▶ EXERCISE
Where the line holding "Q: report a point for each instance of the oven" appears, start copying, and continue exactly through the last line of the listing, skipping pictures.

▶ RAW RECORDS
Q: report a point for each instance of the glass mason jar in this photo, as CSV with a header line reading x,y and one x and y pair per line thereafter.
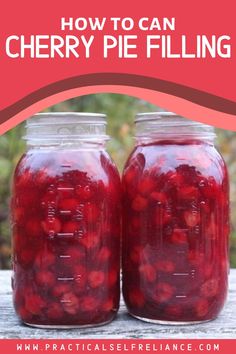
x,y
176,222
66,224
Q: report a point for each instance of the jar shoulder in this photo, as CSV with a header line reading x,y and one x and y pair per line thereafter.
x,y
202,159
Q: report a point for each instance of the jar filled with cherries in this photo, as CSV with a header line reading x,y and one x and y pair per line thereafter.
x,y
176,222
66,223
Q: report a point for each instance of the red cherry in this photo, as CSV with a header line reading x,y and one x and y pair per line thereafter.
x,y
70,227
159,197
90,240
174,311
135,254
165,266
61,289
33,228
70,303
45,278
112,277
136,298
195,258
139,203
91,213
135,223
179,236
202,308
55,311
18,215
80,279
89,303
84,192
65,190
69,204
146,186
108,305
24,315
191,218
34,303
148,272
164,292
104,254
161,216
26,257
45,259
74,254
51,226
24,180
96,278
210,288
188,193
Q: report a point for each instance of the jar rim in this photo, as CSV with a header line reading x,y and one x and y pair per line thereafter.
x,y
51,118
170,124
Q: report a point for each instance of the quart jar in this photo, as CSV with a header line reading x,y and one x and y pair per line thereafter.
x,y
66,224
176,222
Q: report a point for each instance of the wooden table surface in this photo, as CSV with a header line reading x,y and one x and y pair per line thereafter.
x,y
124,326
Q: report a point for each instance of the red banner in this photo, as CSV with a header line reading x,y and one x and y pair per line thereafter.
x,y
133,346
184,50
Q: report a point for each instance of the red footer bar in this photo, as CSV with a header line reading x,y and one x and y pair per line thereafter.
x,y
222,346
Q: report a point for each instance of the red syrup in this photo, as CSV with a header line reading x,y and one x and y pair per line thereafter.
x,y
175,232
66,238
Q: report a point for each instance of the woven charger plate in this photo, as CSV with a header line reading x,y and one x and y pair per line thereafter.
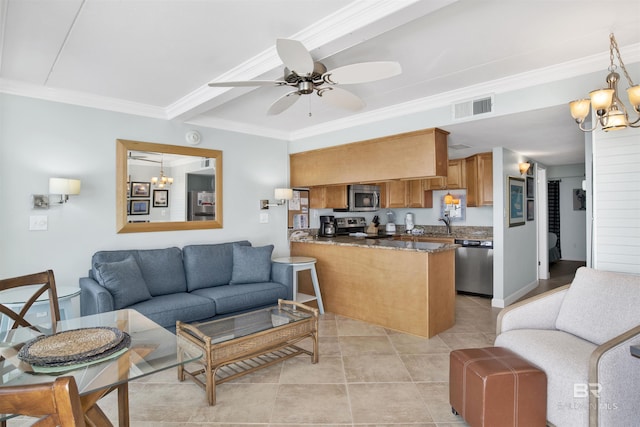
x,y
77,345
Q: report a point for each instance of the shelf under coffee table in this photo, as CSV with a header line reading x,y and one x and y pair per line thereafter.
x,y
238,345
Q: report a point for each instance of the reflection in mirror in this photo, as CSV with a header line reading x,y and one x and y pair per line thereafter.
x,y
167,187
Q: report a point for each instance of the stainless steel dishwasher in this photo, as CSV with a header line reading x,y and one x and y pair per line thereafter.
x,y
474,267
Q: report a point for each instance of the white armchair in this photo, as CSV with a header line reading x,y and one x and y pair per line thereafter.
x,y
580,336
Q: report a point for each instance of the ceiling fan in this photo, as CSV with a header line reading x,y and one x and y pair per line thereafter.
x,y
306,76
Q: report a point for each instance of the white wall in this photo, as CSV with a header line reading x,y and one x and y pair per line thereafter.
x,y
616,201
515,268
573,223
41,139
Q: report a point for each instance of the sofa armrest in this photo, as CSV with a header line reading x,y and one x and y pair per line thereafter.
x,y
94,298
283,273
614,381
538,312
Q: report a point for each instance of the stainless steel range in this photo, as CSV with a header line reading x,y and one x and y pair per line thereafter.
x,y
350,224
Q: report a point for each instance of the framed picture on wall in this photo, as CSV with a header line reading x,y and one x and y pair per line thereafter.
x,y
531,188
531,210
160,198
140,189
515,187
139,207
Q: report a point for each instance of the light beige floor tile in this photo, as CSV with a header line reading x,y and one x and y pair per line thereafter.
x,y
298,404
375,368
354,346
427,367
300,370
466,340
238,403
352,327
410,344
379,403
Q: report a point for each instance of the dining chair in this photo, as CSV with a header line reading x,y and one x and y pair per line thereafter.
x,y
59,402
46,282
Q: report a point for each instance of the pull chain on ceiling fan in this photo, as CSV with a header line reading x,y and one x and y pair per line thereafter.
x,y
307,76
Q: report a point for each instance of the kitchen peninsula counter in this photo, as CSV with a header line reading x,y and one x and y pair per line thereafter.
x,y
400,285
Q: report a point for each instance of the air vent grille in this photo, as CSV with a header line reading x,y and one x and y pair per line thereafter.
x,y
473,107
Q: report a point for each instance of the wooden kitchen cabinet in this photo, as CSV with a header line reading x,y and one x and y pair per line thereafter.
x,y
456,176
328,197
395,194
454,180
479,171
412,155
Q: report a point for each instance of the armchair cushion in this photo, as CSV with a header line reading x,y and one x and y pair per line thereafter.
x,y
124,281
251,265
600,305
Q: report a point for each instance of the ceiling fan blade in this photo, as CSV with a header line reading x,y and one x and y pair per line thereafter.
x,y
341,98
283,103
248,83
362,72
295,56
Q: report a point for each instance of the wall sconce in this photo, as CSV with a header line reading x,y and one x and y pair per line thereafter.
x,y
281,195
64,187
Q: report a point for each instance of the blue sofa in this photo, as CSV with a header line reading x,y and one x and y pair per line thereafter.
x,y
195,283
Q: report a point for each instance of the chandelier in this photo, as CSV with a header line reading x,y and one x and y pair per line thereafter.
x,y
162,180
611,112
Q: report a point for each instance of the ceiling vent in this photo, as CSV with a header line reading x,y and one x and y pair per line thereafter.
x,y
473,107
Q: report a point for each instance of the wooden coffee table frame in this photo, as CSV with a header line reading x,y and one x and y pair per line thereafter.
x,y
248,353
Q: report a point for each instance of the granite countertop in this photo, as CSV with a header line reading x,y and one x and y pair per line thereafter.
x,y
383,242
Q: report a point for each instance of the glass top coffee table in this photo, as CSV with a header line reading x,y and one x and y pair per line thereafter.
x,y
238,345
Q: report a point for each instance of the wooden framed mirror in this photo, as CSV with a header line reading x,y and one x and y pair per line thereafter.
x,y
167,187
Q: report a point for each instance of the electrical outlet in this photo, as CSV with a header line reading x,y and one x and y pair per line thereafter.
x,y
38,222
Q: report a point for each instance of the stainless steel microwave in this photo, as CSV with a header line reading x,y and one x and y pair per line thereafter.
x,y
362,198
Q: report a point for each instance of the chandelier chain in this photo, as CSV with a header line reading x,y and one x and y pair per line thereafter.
x,y
614,46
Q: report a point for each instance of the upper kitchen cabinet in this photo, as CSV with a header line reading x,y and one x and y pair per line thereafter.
x,y
328,197
479,171
412,155
455,179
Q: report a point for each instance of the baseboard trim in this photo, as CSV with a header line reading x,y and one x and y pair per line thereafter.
x,y
502,303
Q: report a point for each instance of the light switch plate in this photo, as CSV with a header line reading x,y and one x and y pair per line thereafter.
x,y
38,222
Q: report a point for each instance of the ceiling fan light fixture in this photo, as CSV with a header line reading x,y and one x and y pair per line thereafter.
x,y
611,112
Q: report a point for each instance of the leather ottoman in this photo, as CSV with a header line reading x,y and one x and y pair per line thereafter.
x,y
495,387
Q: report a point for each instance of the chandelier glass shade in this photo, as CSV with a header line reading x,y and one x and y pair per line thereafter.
x,y
163,180
610,111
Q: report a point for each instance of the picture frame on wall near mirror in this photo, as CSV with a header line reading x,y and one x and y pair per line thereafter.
x,y
139,207
530,210
516,189
140,189
531,188
160,198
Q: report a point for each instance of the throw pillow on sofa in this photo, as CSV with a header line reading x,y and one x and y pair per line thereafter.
x,y
124,281
251,264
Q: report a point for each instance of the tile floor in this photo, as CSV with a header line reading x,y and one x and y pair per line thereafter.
x,y
367,376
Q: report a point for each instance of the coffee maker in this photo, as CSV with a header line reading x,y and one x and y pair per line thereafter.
x,y
327,226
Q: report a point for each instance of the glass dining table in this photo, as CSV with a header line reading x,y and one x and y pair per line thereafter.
x,y
152,349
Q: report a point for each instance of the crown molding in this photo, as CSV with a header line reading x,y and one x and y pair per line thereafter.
x,y
64,96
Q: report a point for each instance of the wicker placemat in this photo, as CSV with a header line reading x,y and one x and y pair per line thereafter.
x,y
74,346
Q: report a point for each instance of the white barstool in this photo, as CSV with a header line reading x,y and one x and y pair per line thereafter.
x,y
301,263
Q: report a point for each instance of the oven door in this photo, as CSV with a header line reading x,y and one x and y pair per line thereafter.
x,y
364,198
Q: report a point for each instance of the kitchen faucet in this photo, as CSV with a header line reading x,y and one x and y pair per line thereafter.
x,y
447,222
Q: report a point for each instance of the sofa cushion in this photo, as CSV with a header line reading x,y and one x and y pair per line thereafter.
x,y
124,281
209,265
231,298
251,265
166,309
565,360
163,270
600,305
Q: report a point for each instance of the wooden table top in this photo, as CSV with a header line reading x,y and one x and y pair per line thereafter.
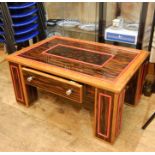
x,y
100,65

▶ ANSWER IN FULL
Q: report a point for each instance of the oven door in this photo, as CSV with a header line reading x,y and one x and y pair per line thereafter.
x,y
364,198
Q: report a point for each instance of the kitchen faucet in this photo, as CSV with a header line reading x,y and one x and y pair per line thereafter.
x,y
447,222
Q: report a point for each instance of the sofa cushion in this photo, as CSV with a header line reading x,y and one x and y pair per line thereafter.
x,y
124,281
209,265
231,298
251,265
166,309
565,360
163,270
600,305
Q: report a point for each instance of the wooden table top in this photo, as CSV with a header line reading x,y and one x and y pair per line thereafter.
x,y
100,65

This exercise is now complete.